TASK ITEM:
Below is a listing from which only part is wanted; return exactly the lines from the one with "Target: baby's face" up to and including the one with "Target: terracotta roof tile".

*** Block opens ***

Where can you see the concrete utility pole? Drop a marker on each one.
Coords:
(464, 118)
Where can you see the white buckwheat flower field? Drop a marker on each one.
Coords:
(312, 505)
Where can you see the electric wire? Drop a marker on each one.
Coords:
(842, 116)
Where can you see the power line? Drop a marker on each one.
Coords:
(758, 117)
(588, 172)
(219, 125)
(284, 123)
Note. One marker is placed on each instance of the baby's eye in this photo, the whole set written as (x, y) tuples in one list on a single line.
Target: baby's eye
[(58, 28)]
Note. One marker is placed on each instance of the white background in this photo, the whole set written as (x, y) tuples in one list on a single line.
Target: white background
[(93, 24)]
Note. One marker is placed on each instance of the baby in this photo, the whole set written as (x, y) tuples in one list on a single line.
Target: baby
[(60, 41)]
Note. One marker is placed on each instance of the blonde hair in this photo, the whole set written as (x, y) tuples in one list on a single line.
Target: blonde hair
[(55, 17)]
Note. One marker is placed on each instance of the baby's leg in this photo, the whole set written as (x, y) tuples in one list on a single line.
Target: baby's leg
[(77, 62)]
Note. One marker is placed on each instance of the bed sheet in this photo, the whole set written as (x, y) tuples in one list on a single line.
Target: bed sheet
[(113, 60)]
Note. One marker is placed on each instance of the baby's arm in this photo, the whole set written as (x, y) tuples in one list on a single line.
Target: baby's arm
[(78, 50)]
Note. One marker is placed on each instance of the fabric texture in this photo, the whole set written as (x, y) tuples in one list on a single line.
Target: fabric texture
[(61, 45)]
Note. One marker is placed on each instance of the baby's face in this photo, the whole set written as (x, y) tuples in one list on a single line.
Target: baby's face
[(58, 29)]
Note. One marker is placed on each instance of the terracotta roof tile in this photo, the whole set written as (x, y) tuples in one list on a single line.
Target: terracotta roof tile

*** Block closes ***
*** Block opens ***

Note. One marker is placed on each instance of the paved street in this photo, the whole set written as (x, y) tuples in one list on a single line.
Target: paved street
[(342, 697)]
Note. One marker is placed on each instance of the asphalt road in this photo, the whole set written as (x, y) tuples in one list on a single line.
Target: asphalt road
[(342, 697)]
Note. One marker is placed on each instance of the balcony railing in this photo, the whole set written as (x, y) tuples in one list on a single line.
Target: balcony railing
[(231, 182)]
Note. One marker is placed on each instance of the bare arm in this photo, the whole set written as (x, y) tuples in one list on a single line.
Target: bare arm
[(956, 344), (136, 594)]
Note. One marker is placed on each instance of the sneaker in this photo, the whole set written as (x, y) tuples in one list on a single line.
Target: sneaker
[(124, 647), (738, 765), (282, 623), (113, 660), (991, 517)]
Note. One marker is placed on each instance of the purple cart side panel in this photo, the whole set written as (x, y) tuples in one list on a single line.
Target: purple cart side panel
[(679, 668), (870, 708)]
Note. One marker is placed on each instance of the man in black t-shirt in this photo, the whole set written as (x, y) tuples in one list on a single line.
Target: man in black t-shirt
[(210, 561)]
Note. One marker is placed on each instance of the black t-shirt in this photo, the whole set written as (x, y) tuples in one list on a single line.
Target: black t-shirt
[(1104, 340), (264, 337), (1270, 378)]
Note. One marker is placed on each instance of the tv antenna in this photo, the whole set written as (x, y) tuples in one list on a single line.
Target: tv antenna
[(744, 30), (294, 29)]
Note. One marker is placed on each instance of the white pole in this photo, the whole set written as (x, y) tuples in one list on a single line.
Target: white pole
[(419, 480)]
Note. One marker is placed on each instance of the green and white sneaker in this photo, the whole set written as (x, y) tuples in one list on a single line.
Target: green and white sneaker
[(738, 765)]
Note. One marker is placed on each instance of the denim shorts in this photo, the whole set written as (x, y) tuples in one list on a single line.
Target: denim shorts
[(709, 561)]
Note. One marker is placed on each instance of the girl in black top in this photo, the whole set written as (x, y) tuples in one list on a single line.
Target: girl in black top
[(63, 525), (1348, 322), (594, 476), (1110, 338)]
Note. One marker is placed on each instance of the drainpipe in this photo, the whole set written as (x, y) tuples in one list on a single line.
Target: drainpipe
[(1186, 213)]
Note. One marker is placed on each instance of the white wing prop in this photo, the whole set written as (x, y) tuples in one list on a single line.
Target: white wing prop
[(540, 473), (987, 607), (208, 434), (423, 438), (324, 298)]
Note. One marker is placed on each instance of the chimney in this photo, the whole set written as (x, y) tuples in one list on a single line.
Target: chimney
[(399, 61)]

*** Block closes ***

RESULT BELOW:
Target: baby's face
[(58, 29)]
Note. One marker is placed on each instance of the terracotta roof tile in this photo, the whole set written as (x, y) tuples in one list on a single line.
Target: terracotta roof tile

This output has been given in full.